Excerpts from point annotation data.
#####

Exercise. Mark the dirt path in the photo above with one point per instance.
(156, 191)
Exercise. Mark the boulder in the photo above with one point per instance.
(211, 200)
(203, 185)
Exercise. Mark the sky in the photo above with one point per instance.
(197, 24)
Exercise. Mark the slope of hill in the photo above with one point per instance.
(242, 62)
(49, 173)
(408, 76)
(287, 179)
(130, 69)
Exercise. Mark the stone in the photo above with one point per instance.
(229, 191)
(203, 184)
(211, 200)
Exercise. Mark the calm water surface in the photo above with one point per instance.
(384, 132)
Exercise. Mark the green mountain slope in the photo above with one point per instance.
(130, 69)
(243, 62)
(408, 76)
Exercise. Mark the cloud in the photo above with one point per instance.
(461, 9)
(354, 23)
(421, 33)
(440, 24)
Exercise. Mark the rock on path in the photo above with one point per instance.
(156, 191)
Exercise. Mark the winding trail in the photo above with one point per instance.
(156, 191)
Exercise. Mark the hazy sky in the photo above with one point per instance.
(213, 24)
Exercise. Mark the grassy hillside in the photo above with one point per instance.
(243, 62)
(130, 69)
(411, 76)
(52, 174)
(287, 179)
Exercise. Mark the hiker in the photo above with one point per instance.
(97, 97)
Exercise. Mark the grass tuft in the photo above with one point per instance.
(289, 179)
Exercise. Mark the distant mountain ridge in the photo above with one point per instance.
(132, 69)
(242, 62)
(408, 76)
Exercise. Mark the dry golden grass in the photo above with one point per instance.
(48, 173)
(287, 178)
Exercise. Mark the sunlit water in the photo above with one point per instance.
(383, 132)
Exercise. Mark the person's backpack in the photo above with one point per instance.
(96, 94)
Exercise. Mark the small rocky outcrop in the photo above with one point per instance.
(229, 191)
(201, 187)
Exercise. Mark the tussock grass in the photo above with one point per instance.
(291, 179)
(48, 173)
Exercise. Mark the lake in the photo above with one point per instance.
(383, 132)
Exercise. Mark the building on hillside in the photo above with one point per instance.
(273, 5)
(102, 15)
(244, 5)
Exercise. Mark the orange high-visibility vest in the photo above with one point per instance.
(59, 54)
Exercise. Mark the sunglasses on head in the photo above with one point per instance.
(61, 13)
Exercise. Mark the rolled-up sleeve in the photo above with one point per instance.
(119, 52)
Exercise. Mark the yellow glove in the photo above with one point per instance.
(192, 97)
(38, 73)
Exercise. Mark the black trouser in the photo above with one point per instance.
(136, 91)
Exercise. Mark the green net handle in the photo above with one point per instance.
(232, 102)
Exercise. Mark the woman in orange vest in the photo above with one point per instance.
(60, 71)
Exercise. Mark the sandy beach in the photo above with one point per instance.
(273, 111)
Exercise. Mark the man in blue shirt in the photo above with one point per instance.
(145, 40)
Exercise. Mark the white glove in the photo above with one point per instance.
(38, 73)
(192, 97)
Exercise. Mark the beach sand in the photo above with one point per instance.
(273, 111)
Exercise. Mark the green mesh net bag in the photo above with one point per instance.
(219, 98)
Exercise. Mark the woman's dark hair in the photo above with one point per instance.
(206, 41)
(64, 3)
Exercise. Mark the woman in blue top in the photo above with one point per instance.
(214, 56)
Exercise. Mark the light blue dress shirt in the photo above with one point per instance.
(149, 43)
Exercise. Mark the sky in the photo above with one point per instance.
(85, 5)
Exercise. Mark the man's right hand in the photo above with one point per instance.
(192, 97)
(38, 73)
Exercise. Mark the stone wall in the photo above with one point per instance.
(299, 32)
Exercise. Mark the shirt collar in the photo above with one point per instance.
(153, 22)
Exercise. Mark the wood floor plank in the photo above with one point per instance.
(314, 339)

#####

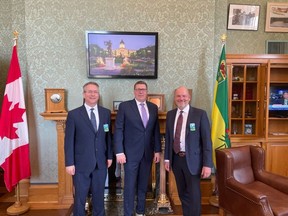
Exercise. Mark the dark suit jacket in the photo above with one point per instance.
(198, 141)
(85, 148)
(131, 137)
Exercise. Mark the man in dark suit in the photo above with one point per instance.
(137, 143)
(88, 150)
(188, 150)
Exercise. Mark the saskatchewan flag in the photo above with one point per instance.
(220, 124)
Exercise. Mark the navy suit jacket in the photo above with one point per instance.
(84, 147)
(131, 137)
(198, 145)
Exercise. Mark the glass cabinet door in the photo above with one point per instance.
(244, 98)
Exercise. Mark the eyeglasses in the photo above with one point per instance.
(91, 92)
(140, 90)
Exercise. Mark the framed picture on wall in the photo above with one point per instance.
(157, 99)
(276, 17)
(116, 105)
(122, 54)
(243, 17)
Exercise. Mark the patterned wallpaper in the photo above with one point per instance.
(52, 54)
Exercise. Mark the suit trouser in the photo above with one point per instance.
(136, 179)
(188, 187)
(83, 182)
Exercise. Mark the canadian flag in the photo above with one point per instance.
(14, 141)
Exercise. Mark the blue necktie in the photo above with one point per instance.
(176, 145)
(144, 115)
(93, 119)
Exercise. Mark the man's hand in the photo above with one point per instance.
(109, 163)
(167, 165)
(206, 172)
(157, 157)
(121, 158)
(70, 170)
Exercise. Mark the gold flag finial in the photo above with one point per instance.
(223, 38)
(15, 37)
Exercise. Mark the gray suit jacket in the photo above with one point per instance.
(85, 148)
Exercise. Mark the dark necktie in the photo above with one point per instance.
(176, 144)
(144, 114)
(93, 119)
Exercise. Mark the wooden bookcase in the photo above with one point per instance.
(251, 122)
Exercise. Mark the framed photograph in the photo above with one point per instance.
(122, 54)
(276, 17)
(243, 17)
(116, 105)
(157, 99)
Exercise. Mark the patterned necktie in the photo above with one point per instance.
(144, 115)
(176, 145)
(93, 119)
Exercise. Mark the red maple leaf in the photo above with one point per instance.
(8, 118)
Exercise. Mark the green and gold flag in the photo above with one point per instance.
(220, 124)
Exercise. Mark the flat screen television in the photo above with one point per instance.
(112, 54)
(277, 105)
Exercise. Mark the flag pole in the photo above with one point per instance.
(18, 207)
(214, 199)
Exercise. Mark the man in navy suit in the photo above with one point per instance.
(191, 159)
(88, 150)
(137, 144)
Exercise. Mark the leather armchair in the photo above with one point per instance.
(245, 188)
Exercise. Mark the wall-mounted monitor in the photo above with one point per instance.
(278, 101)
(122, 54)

#####

What to work on. Extract each line of the listing above that contains the word "orange".

The reply.
Exercise. Mark the orange high-visibility vest in the photo above with one point per instance.
Exercise. Mark the woman in orange vest in the photo above with one point per instance.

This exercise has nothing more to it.